STATED TASK —
Repeat exactly the lines beginning at the one that contains "the smiling mouth" and running to the end of the material. Omit the pictures.

[START RECORDS FOR THIS TASK]

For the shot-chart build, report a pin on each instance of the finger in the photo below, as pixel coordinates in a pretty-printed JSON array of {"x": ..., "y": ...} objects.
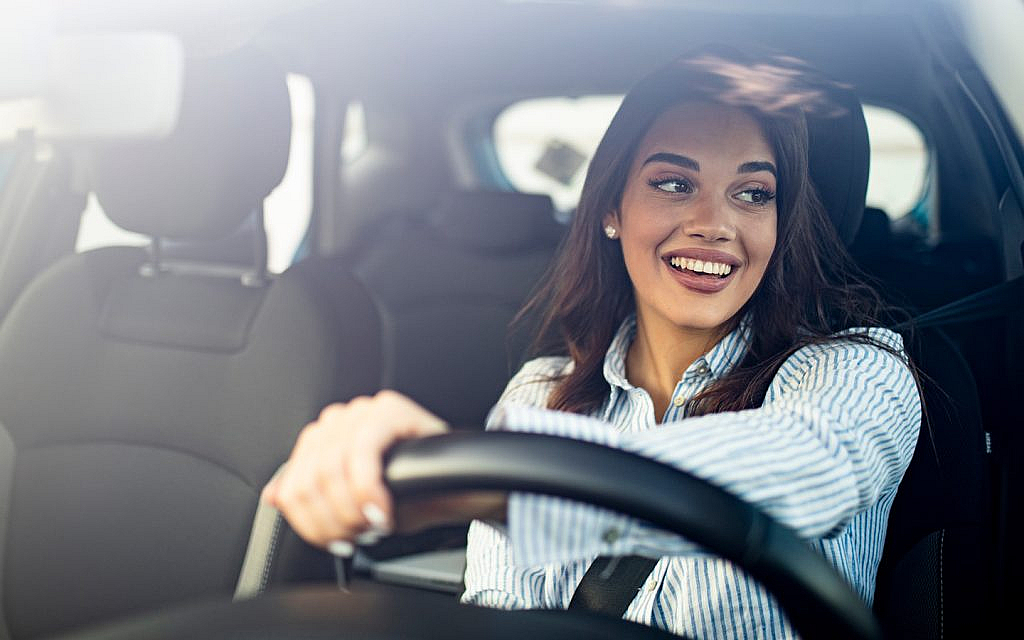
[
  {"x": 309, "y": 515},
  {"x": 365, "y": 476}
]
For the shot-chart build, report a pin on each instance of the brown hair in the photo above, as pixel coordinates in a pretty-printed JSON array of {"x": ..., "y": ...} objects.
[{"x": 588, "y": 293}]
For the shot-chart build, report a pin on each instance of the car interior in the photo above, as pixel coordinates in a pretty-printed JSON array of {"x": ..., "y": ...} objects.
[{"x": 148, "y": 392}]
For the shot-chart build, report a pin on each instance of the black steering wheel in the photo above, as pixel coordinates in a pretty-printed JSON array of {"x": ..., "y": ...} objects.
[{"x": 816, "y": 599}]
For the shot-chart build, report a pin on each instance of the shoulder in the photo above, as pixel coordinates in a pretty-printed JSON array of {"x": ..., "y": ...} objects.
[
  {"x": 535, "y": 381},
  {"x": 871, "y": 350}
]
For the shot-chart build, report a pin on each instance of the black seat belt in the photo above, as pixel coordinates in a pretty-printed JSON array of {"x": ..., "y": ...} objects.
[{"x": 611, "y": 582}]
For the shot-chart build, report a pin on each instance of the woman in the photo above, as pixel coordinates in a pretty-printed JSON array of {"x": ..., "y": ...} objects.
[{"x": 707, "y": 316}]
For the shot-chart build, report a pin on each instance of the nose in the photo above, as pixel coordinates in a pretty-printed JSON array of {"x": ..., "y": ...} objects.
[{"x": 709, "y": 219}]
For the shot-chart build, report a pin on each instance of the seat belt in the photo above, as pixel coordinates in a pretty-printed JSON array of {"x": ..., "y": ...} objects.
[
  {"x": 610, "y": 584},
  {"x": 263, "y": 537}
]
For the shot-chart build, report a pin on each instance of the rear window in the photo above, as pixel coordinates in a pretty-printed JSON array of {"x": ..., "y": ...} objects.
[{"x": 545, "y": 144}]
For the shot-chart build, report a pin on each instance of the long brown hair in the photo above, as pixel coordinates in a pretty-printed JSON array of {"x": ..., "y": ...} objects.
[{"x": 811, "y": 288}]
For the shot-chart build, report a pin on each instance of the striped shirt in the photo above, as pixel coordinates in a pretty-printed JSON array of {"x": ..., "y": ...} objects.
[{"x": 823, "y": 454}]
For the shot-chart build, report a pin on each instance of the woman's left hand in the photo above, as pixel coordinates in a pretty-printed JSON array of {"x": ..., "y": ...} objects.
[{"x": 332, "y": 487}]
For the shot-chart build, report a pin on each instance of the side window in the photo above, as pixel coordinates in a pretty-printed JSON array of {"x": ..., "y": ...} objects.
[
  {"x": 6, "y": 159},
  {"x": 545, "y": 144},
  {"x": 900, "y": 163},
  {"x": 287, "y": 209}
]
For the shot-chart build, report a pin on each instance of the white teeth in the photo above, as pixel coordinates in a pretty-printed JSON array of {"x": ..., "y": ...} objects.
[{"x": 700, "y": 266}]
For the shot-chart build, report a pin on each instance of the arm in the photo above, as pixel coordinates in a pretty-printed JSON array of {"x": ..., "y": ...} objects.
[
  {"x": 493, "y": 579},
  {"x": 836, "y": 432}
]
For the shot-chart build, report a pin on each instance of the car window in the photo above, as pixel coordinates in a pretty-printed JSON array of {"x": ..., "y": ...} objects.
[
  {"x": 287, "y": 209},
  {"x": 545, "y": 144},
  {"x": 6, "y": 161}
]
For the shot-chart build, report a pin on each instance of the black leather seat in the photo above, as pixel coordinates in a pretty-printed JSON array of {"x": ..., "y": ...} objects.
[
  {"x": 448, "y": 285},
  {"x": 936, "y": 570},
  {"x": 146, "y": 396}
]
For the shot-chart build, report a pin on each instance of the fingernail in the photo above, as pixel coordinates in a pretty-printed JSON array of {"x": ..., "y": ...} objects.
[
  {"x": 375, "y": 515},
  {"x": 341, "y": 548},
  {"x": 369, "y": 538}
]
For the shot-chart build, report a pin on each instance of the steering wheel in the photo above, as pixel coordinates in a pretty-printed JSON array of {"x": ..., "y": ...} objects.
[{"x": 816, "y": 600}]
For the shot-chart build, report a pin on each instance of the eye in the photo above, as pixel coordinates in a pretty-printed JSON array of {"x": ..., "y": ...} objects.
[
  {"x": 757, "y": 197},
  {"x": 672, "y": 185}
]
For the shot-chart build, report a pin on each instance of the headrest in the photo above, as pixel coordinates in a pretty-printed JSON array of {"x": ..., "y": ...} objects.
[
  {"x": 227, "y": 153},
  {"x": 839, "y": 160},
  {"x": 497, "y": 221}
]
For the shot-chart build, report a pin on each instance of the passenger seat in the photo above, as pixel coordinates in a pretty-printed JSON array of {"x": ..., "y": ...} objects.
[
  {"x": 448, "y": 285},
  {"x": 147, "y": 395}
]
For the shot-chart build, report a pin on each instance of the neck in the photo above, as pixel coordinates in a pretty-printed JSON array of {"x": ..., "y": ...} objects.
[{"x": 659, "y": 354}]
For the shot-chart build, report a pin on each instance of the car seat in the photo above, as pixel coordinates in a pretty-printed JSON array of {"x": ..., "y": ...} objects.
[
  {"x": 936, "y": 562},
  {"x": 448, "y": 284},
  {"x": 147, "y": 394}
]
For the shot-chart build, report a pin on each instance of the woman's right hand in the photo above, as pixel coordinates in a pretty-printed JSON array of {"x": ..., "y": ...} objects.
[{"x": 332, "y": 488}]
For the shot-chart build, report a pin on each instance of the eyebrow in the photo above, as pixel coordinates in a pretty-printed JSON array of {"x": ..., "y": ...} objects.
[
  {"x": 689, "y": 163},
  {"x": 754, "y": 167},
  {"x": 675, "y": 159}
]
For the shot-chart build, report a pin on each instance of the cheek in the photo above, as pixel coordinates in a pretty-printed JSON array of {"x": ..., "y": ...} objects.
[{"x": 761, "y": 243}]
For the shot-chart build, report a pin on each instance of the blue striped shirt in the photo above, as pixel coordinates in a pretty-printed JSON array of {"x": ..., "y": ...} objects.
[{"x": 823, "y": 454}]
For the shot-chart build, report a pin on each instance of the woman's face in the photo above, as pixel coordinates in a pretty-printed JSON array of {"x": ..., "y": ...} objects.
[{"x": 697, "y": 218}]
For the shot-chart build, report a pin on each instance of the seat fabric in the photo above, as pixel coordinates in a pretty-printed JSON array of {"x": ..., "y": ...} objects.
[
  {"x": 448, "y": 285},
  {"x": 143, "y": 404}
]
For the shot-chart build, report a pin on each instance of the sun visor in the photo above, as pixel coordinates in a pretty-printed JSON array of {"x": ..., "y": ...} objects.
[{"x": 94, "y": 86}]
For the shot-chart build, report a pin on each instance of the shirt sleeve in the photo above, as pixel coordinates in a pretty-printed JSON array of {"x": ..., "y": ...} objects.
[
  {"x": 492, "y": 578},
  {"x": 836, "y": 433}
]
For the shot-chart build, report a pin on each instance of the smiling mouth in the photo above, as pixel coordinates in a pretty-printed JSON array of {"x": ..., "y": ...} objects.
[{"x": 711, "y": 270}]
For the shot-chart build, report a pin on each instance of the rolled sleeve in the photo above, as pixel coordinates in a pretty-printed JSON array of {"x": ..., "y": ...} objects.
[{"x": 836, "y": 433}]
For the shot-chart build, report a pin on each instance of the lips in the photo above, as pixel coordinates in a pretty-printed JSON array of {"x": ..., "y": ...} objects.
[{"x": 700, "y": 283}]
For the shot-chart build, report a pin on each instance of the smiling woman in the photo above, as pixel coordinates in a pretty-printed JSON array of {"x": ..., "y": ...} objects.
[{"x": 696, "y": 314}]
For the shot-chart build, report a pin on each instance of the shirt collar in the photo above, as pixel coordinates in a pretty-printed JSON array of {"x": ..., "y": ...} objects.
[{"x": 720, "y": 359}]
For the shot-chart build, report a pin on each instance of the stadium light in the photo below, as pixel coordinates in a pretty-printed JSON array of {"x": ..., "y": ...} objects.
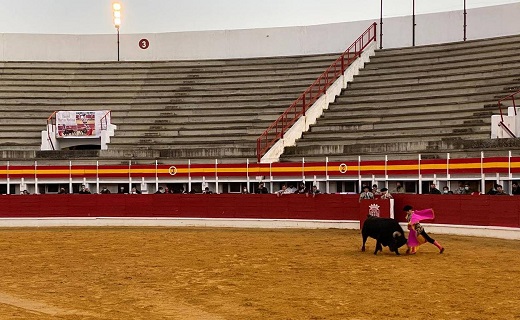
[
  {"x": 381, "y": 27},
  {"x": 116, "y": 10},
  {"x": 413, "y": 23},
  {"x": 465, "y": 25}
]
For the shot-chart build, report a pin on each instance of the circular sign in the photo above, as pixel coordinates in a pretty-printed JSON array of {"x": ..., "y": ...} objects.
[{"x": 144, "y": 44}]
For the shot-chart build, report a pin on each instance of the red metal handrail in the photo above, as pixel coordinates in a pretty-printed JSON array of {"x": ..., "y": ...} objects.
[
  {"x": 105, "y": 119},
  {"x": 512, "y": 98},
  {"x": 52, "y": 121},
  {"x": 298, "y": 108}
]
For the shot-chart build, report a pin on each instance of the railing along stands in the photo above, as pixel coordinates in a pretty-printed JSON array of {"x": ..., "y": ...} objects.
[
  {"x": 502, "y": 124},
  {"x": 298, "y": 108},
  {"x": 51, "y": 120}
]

[END RECORDS FOR THIS TASK]

REPLY —
For the shot-chart build, report a pin on each instance of the smiling mouth in the photo above, as pixel coordinates in a pretty-printed JSON array of {"x": ..., "y": ...} objects.
[{"x": 711, "y": 270}]
For the shot-chart build, report a pin on each instance of the rolled sleeve in the photo above, as pixel coordinates in a pretty-printed JSON array of {"x": ..., "y": ...} objects.
[{"x": 836, "y": 433}]
For the shot-chart build, report a pin on each instance of the lips in the photo above, as pixel coordinates in a pretty-printed JSON array of {"x": ..., "y": ...} objects.
[{"x": 700, "y": 283}]
For the shot-chart build, report a pin on each instance of the smiling woman in the photo above, as pixel coordinates in a pretty-printed JSON array of {"x": ..., "y": ...} objects.
[{"x": 696, "y": 314}]
For the shot-chart build, report a pin on each instance of the shirt collar in the photo above, as pixel coordinates in a pretty-printed JSON array of {"x": ..., "y": ...} objects.
[{"x": 720, "y": 359}]
For the shot-chart build, report a pin on each instance of the stadium light in the photo below, as pixel coordinates in a pretty-printed JSON array of {"x": ..., "y": ...} objects.
[
  {"x": 381, "y": 27},
  {"x": 116, "y": 10},
  {"x": 413, "y": 23},
  {"x": 465, "y": 25}
]
For the shot-chart build, report a pin on each instance of the circular sign in the photo above, as pixel coordinates in a pretty-printed JSON array of {"x": ..., "y": ...} objects.
[{"x": 144, "y": 44}]
For the shot-chart build, report a pin on each instance of the red metal handrail in the photo above, as pixel coordinates in a pretty-printed JSON array of {"x": ..., "y": ...} objects.
[
  {"x": 105, "y": 119},
  {"x": 512, "y": 98},
  {"x": 52, "y": 121},
  {"x": 298, "y": 108}
]
For the shot-chart build, report a pin on each instance of the railing along stands in the photo above, as pixel coordinates in a pretty-printed JSON array of {"x": ..., "y": ...} objects.
[
  {"x": 502, "y": 124},
  {"x": 298, "y": 108},
  {"x": 51, "y": 120}
]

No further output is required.